— Problem —
Render this sentence from the passage on the support sleeve assembly in German: "The adapter element can in particular be press-fitted in the external element."

═══ Reading passage ═══

The support sleeve assembly, in particular the external element and/or the at least one adapter element, can in principle have any arbitrary cross section. Preferably, the cross section (in the assembly state) is at least substantially elliptic, in particular at least substantially round. However, the cross section may also be rectangular. In particular, arbitrary polygonal cross-sectional geometries may be provided. The cross section of the external element and/or of the adapter element can optionally also be non-symmetrical in terms of its central axis, and vary (for example taper) along the longitudinal axis.

In a refinement of the invention, it can be provided that the external element has on a first side end a fixing means in the circumferential direction, and has on an opposite, second side end a mating fixing means in the circumferential direction.

In the assembly state of the external element, the fixing means and the mating fixing means preferably form at least an axial form fit. Additionally or alternatively, a radial form fit and/or a form fit in the circumferential direction can also be provided.

The fixing means and the mating fixing means are preferably designed in such a manner that they engage in one another in the assembly state of the external element.

It can be provided in particular that the fixing means has one tooth or a plurality of teeth or comparable extensions/elevations, and that the mating fixing means form suitable depression/receptacles for the tooth, or the teeth. A single tooth, which engages in a tooth-gap-shaped recess, can already generate an advantageous axial form fit.

It can be provided for example, inter alia, for generating an axial form fit and a form fit in the circumferential direction, that the fixing means and the mating fixing means are designed in the manner of “puzzle parts”.

It can also be provided that the first side end and the second side end of the external element are designed so as to latch into one another in the assembly state of the external element, so that any springback of the external element is blocked at least in regions. However, it can also be provided specifically that the external element springs back in the assembly state, so as to improve the fixing of the cable shield between the outer shell face of the external element and an inner shell face of the outer conductor contact element of the plug connector.

In a refinement of the invention, it can be provided that an inner shell face of the external element bears at least in portions directly on the outer shell face of the adapter element.

The inner shell face of the external element preferably bears on the full area on the external shell face of the adapter element. However, it can optionally also be provided that the adapter element has outer-shell-proximal elevations, and/or the external element has inner-shell-proximal elevations, such as longitudinal ribs, inner rings, webs, tabs, lugs, or the like, so that gaps remain between the outer shell face of the adapter element and the inner shell face of the external element at least in portions, in particular so as to further increase the effective wall thickness in a material-saving manner.

In a refinement, it can be provided that the adapter element is fastened to the external element in a form-fitting manner. For example, a mutually latching connection, which is formed by the adapter element and the external element, can be provided for the form-fitting fastening.

For example, it can be provided that the at least one adapter element has outer-shell-proximal latching elevations which are able to latch in corresponding latching recesses of the external element, or vice versa.

As a result, a circumferential and/or axial form-fit, which can be releasable if required, can in particular be provided as a result.

In an alternative or additional refinement, it can moreover be provided that the adapter element is fastened to the external element in a force-fitting manner. The adapter element can in particular be press-fitted in the external element.

In an alternative or additional refinement, it can moreover also be provided that the adapter element is fastened to the external element in a materially integral manner. For example, the adapter element can be adhesively bonded or welded to the external element at least in portions.

═══ Recorded data ═══

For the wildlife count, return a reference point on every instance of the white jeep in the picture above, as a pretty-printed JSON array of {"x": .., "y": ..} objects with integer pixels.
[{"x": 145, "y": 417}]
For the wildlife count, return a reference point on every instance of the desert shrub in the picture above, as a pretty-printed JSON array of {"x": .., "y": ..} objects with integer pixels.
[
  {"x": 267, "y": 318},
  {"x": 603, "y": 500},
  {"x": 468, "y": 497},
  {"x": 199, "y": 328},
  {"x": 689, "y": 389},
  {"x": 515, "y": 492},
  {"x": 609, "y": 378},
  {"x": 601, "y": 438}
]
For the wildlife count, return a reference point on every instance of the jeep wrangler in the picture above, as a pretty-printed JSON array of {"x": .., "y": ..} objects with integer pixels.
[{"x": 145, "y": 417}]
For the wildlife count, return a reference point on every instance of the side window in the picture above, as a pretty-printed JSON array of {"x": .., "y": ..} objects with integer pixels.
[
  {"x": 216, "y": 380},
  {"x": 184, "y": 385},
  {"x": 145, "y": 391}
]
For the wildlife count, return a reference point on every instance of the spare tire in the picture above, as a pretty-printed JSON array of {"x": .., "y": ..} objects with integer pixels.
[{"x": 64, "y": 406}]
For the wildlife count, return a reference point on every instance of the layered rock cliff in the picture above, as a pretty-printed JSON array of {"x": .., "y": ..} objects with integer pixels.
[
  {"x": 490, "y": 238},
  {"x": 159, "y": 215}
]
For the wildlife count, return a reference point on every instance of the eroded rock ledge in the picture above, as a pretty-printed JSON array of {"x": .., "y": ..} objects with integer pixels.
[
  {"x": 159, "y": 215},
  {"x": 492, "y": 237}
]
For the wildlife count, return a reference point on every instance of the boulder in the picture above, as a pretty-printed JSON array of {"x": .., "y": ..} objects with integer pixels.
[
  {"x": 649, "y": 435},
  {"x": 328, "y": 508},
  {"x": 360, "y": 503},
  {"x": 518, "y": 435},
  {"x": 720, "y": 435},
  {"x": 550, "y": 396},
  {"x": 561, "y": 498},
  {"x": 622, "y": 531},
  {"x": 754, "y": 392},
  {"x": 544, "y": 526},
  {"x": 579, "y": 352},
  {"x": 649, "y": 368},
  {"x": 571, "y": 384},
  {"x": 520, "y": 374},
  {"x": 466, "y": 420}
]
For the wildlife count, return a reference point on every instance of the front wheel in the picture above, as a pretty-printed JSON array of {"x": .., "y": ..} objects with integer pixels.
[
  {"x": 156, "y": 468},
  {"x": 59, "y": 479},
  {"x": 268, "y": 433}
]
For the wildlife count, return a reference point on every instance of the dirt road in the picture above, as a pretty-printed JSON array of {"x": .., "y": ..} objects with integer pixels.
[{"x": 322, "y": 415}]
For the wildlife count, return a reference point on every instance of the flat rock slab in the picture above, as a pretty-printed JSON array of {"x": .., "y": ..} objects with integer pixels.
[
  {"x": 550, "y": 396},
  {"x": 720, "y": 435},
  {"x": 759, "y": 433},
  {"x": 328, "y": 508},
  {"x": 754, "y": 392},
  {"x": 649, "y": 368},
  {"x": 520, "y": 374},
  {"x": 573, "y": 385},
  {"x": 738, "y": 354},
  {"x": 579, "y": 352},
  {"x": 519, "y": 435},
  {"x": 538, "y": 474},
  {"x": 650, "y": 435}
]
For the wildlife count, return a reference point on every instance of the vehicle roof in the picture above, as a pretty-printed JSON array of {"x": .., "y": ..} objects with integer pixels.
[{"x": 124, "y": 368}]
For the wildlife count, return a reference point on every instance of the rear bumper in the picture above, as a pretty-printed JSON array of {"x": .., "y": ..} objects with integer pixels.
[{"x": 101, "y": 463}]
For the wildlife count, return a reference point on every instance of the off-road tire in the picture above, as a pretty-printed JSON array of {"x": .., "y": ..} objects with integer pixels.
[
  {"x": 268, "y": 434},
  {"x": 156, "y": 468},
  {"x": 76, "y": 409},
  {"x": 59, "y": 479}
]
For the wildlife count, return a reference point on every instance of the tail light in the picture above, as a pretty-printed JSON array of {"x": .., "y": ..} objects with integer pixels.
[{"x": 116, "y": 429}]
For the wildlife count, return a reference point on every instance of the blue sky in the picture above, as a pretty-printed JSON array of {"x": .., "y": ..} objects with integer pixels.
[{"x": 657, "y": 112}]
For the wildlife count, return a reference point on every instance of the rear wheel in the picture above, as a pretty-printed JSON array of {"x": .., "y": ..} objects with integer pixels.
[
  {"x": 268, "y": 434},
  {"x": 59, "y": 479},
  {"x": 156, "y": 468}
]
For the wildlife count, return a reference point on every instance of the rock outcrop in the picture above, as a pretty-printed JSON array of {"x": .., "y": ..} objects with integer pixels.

═══
═══ Recorded data ═══

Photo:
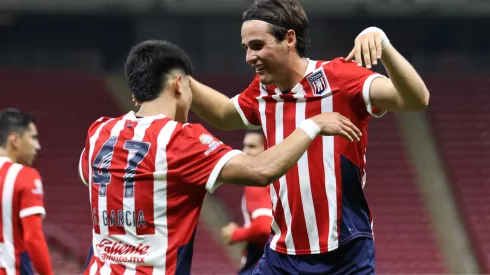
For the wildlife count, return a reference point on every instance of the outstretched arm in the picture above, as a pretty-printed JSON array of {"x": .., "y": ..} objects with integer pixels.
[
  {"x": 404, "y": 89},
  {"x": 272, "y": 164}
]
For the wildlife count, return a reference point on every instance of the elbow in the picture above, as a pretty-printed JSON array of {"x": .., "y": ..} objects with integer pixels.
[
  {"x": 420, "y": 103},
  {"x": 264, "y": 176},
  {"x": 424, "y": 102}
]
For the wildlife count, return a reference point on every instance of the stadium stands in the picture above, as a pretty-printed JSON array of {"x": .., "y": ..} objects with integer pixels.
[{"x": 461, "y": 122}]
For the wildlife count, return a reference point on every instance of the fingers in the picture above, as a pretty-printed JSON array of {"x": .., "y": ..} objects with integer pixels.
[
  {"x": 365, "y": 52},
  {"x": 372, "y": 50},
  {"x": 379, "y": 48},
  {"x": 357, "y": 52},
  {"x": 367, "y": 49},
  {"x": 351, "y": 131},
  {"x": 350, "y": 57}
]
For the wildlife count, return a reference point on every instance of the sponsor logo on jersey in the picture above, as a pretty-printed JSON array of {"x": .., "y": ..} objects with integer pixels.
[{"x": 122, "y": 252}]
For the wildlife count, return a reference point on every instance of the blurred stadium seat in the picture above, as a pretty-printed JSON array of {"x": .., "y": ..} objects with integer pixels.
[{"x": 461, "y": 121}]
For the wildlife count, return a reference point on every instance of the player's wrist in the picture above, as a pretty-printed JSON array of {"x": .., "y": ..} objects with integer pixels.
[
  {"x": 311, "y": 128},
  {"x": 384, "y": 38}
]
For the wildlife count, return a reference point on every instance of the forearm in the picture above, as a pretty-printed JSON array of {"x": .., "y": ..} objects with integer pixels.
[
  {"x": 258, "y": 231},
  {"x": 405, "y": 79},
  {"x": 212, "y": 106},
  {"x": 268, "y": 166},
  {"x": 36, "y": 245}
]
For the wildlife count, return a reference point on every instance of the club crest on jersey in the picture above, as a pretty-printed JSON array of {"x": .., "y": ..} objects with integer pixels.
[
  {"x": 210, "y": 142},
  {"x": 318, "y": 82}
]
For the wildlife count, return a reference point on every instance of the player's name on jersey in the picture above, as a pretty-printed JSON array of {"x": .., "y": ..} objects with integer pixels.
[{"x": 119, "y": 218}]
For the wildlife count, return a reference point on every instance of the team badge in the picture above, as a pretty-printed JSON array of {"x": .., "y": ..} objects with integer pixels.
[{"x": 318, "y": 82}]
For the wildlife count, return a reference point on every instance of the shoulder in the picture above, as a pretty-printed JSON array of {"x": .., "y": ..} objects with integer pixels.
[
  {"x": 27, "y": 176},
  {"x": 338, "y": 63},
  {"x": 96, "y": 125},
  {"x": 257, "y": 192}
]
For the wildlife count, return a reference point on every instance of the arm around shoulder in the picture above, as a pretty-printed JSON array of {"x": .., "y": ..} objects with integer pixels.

═══

— Result of this exercise —
Das Adapterelement kann insbesondere in das Außenelement eingepresst werden.